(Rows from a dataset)
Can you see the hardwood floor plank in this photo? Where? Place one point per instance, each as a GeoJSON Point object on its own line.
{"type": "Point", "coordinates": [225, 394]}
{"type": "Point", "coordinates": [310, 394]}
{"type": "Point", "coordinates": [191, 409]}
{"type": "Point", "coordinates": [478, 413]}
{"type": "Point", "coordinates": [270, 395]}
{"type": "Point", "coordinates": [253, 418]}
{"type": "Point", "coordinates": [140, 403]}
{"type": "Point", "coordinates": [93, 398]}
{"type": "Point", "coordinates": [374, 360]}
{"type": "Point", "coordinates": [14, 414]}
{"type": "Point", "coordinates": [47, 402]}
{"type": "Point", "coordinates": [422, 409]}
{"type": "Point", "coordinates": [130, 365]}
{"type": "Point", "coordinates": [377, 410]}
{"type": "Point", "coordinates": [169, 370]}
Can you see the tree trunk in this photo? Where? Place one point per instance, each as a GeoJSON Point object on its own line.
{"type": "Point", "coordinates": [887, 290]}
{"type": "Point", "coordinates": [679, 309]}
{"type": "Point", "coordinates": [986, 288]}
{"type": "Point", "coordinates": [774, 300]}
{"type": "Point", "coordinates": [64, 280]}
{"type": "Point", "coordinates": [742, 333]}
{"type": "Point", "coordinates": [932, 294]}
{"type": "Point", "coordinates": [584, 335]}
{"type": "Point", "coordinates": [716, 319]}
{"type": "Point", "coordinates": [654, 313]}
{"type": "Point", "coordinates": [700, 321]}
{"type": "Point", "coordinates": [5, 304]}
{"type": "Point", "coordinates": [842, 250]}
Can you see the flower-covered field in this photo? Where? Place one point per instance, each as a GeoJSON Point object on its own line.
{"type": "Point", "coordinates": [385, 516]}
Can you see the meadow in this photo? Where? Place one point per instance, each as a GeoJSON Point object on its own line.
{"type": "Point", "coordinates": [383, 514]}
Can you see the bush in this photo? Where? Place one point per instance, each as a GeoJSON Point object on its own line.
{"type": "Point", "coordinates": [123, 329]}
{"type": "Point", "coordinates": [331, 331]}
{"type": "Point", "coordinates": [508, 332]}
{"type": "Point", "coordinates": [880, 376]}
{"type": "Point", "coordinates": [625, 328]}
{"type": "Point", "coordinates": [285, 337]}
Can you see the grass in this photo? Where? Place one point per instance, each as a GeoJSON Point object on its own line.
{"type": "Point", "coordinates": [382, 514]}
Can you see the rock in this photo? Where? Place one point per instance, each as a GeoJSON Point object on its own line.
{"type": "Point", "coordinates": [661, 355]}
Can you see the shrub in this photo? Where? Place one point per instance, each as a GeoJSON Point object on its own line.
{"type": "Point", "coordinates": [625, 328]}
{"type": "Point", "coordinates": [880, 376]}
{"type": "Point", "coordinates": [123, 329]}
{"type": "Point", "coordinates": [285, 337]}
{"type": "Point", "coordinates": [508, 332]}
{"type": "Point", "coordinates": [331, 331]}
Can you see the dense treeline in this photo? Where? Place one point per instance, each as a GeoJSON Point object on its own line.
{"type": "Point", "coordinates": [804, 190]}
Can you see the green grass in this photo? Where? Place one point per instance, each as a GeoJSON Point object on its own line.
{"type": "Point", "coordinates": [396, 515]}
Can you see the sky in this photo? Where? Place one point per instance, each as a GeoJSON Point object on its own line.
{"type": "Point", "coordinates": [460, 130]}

• Instructions for the task
Could you write these lines out again, switching "Can you see" to "Do you see" everywhere and changing nothing else?

• Written solution
Do you see the hardwood floor plank in this photo? Where? Place one point per instance, each as a GeoJSON Point object on its own line.
{"type": "Point", "coordinates": [225, 394]}
{"type": "Point", "coordinates": [310, 394]}
{"type": "Point", "coordinates": [191, 409]}
{"type": "Point", "coordinates": [478, 413]}
{"type": "Point", "coordinates": [270, 395]}
{"type": "Point", "coordinates": [253, 418]}
{"type": "Point", "coordinates": [140, 403]}
{"type": "Point", "coordinates": [93, 398]}
{"type": "Point", "coordinates": [374, 360]}
{"type": "Point", "coordinates": [14, 414]}
{"type": "Point", "coordinates": [47, 402]}
{"type": "Point", "coordinates": [422, 409]}
{"type": "Point", "coordinates": [130, 365]}
{"type": "Point", "coordinates": [377, 410]}
{"type": "Point", "coordinates": [169, 370]}
Do you see the tree trunk in this photo? Where? Place one point per instance, each as a GeoJSON Point object on its own line.
{"type": "Point", "coordinates": [887, 290]}
{"type": "Point", "coordinates": [679, 309]}
{"type": "Point", "coordinates": [986, 288]}
{"type": "Point", "coordinates": [774, 300]}
{"type": "Point", "coordinates": [64, 280]}
{"type": "Point", "coordinates": [742, 333]}
{"type": "Point", "coordinates": [932, 294]}
{"type": "Point", "coordinates": [584, 335]}
{"type": "Point", "coordinates": [716, 319]}
{"type": "Point", "coordinates": [654, 313]}
{"type": "Point", "coordinates": [700, 321]}
{"type": "Point", "coordinates": [5, 304]}
{"type": "Point", "coordinates": [842, 250]}
Do you see the flower-covered field in this photo? Where? Place one point per instance, each as a GeoJSON Point object on its own line.
{"type": "Point", "coordinates": [385, 516]}
Do you see the meadow in this photo? Where? Place one point per instance, each as a GeoJSON Point object on its own line.
{"type": "Point", "coordinates": [383, 514]}
Do you see the bush in this photo? Where? Place one point per instance, each as a GeoJSON Point object on its own line.
{"type": "Point", "coordinates": [123, 329]}
{"type": "Point", "coordinates": [331, 331]}
{"type": "Point", "coordinates": [508, 332]}
{"type": "Point", "coordinates": [880, 376]}
{"type": "Point", "coordinates": [625, 328]}
{"type": "Point", "coordinates": [285, 337]}
Do you see the grass in this photo? Where? Place one point per instance, each as a GeoJSON Point object on its own line.
{"type": "Point", "coordinates": [382, 514]}
Do you see the rock in this photo? Where? Place one point per instance, each as a GeoJSON Point object on its own line.
{"type": "Point", "coordinates": [661, 355]}
Do you see the shrub in this photo? Where? Place one point per instance, each as a GeoJSON Point object on its own line.
{"type": "Point", "coordinates": [625, 328]}
{"type": "Point", "coordinates": [880, 376]}
{"type": "Point", "coordinates": [123, 329]}
{"type": "Point", "coordinates": [285, 337]}
{"type": "Point", "coordinates": [508, 332]}
{"type": "Point", "coordinates": [331, 331]}
Do you see the dense treeline in this photo? Where? Place one point per instance, each as a GeoJSON Point object on its own line.
{"type": "Point", "coordinates": [804, 190]}
Do you see the green grass in this photo? Where? Place one point per instance, each as a GeoJSON Point object on its own line.
{"type": "Point", "coordinates": [396, 515]}
Do you see the sky in this photo? Where? Place one point per instance, each as a GeoJSON Point object on its own line.
{"type": "Point", "coordinates": [460, 130]}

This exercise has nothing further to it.